> [What you should do]:
Copy all of the following material line for line, with no changes.

[Labeled-object pointing entries]
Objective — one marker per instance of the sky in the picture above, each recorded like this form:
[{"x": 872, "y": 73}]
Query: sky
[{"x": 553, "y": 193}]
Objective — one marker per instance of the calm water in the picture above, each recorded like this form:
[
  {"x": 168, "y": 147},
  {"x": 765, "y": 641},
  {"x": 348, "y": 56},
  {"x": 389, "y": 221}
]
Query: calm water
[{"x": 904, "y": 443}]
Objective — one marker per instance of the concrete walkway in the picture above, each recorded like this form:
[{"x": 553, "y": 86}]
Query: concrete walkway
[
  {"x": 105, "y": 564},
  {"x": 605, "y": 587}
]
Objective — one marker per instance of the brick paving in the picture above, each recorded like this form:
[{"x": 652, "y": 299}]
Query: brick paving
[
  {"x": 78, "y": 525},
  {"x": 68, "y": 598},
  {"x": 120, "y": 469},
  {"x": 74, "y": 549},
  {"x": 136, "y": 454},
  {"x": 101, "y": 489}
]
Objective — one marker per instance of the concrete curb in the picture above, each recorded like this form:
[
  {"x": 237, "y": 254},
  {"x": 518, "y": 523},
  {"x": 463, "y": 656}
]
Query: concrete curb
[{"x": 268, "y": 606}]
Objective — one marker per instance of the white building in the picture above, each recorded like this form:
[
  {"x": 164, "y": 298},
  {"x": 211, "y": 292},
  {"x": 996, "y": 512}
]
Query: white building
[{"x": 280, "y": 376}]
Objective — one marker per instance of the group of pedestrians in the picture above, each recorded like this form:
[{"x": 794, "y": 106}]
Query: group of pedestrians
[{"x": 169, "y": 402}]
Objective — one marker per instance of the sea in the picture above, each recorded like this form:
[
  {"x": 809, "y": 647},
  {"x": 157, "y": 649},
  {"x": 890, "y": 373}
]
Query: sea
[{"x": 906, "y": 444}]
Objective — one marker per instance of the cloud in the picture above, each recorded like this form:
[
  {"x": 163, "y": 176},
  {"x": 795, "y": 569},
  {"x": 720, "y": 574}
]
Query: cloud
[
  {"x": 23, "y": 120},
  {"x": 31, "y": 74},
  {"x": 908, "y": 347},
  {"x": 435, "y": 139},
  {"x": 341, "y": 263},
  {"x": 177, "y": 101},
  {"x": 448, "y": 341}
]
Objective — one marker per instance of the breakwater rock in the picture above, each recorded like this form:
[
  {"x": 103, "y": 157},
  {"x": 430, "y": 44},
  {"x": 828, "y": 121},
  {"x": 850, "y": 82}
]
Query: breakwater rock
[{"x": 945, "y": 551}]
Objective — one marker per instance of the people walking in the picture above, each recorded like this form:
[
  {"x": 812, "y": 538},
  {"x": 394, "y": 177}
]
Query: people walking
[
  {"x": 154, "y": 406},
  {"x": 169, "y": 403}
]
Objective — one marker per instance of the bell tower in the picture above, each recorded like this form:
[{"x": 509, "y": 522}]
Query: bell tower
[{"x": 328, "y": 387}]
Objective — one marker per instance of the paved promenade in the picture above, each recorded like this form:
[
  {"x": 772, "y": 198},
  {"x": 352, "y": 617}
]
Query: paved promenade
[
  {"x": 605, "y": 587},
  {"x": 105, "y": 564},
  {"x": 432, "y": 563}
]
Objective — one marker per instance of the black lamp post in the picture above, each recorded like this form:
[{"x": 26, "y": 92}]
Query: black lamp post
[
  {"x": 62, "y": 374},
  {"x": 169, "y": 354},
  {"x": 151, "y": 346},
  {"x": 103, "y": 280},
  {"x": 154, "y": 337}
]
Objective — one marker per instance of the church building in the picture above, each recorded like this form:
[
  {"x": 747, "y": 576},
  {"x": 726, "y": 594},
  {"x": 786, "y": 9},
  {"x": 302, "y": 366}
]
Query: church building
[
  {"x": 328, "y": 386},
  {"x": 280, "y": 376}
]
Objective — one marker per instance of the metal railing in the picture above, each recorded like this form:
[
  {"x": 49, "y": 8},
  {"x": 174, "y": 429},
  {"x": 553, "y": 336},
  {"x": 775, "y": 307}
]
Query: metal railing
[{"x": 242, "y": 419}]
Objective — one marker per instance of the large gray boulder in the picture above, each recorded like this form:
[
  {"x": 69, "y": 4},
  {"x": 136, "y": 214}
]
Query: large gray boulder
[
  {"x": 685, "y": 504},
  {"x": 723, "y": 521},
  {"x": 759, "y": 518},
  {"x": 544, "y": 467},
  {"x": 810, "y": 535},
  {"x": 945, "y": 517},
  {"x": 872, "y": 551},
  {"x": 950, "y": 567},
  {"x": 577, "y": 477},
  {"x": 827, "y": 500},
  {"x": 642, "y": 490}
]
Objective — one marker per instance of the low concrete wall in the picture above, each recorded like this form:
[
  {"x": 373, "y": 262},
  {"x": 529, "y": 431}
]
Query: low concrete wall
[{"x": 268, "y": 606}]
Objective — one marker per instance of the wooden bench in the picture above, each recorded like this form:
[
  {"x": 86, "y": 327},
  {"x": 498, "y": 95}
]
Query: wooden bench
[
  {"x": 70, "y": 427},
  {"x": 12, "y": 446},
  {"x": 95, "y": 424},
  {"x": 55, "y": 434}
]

> [Answer to this exercise]:
Objective — one marker per instance of the sky in the picture above, each recorded like this form:
[{"x": 872, "y": 73}]
Query: sky
[{"x": 553, "y": 193}]
Objective — one marker per instance of the calm water in the picture above, each recorded like this form:
[
  {"x": 168, "y": 147},
  {"x": 765, "y": 641},
  {"x": 348, "y": 56},
  {"x": 389, "y": 221}
]
Query: calm water
[{"x": 904, "y": 443}]
Objective — one marker per instance of the concrete walkway in the picture above, each recorded like this form:
[{"x": 553, "y": 86}]
Query: concrete walkway
[
  {"x": 105, "y": 564},
  {"x": 605, "y": 587}
]
Objective — one marker per instance of the brick paving in the picture above, each recorded like this form:
[{"x": 652, "y": 299}]
Query: brick paving
[
  {"x": 78, "y": 525},
  {"x": 68, "y": 598},
  {"x": 120, "y": 469},
  {"x": 74, "y": 549},
  {"x": 136, "y": 454},
  {"x": 101, "y": 489}
]
Objective — one marker per instance of the concrete curb in the picture above, each recorded like this form:
[
  {"x": 237, "y": 254},
  {"x": 518, "y": 523},
  {"x": 463, "y": 656}
]
Query: concrete curb
[{"x": 268, "y": 606}]
Objective — one marker per instance of the white building in the picture above, each recorded like this form:
[
  {"x": 164, "y": 298},
  {"x": 211, "y": 292},
  {"x": 996, "y": 512}
]
Query: white building
[{"x": 280, "y": 376}]
Objective — one marker per instance of the group of pedestrians in the picture above, each recorded like this form:
[{"x": 794, "y": 106}]
Query: group of pedestrians
[{"x": 169, "y": 402}]
Objective — one marker per instance of the sea in the picture above, each recorded like this form:
[
  {"x": 809, "y": 647},
  {"x": 157, "y": 649},
  {"x": 890, "y": 373}
]
Query: sea
[{"x": 906, "y": 444}]
Objective — one marker per instance of the cloud in the picture above, each recorded like this form:
[
  {"x": 163, "y": 176},
  {"x": 795, "y": 569},
  {"x": 720, "y": 574}
]
Query: cloud
[
  {"x": 23, "y": 120},
  {"x": 31, "y": 74},
  {"x": 908, "y": 347},
  {"x": 435, "y": 139},
  {"x": 341, "y": 263},
  {"x": 177, "y": 101},
  {"x": 448, "y": 341}
]
Objective — one marker per instance of the breakwater rock in the picture above, each recorded like this form:
[
  {"x": 103, "y": 157},
  {"x": 430, "y": 44},
  {"x": 828, "y": 121},
  {"x": 850, "y": 82}
]
Query: breakwater rock
[{"x": 945, "y": 551}]
Objective — one marker per instance of the people walking in the picture above, each recorded like this form:
[
  {"x": 812, "y": 538},
  {"x": 394, "y": 177}
]
Query: people walking
[
  {"x": 154, "y": 406},
  {"x": 169, "y": 403}
]
Objective — one marker per instance of the bell tower in the picture above, each recorded like this form:
[{"x": 509, "y": 522}]
Query: bell tower
[{"x": 328, "y": 387}]
Objective — one marker per instance of the paved promenade in the picture above, each recorded like this form:
[
  {"x": 772, "y": 198},
  {"x": 352, "y": 617}
]
Query: paved promenade
[
  {"x": 605, "y": 587},
  {"x": 105, "y": 564},
  {"x": 432, "y": 563}
]
Objective — one marker per instance of the black lamp post in the picture above, each recorded like this form:
[{"x": 26, "y": 92}]
Query: black lamp post
[
  {"x": 62, "y": 374},
  {"x": 169, "y": 354},
  {"x": 151, "y": 346},
  {"x": 103, "y": 280},
  {"x": 154, "y": 337}
]
Objective — one marker per instance of the church building in the picture above, each recorded like this form:
[
  {"x": 747, "y": 576},
  {"x": 726, "y": 594},
  {"x": 786, "y": 9},
  {"x": 302, "y": 366}
]
Query: church building
[
  {"x": 328, "y": 386},
  {"x": 280, "y": 376}
]
Objective — one marker per instance of the metal railing in the picture above, each recorded like this form:
[
  {"x": 49, "y": 8},
  {"x": 174, "y": 429},
  {"x": 553, "y": 336},
  {"x": 775, "y": 307}
]
Query: metal railing
[{"x": 242, "y": 419}]
Objective — one marker per instance of the large gray boulder in the picture above, each recorded like this form:
[
  {"x": 69, "y": 4},
  {"x": 136, "y": 214}
]
Query: large gray boulder
[
  {"x": 685, "y": 504},
  {"x": 723, "y": 521},
  {"x": 759, "y": 518},
  {"x": 544, "y": 467},
  {"x": 810, "y": 535},
  {"x": 945, "y": 517},
  {"x": 872, "y": 551},
  {"x": 950, "y": 567},
  {"x": 577, "y": 477},
  {"x": 827, "y": 500},
  {"x": 642, "y": 490}
]
Objective — one marker per instance of the low concrete wall in the picture above, each recorded like this form:
[
  {"x": 373, "y": 262},
  {"x": 529, "y": 431}
]
Query: low concrete wall
[{"x": 268, "y": 606}]
Objective — one marker per instance of the wooden bench in the picture above, each recorded like this form:
[
  {"x": 86, "y": 327},
  {"x": 498, "y": 95}
]
Query: wooden bench
[
  {"x": 70, "y": 427},
  {"x": 12, "y": 446},
  {"x": 95, "y": 424},
  {"x": 55, "y": 434}
]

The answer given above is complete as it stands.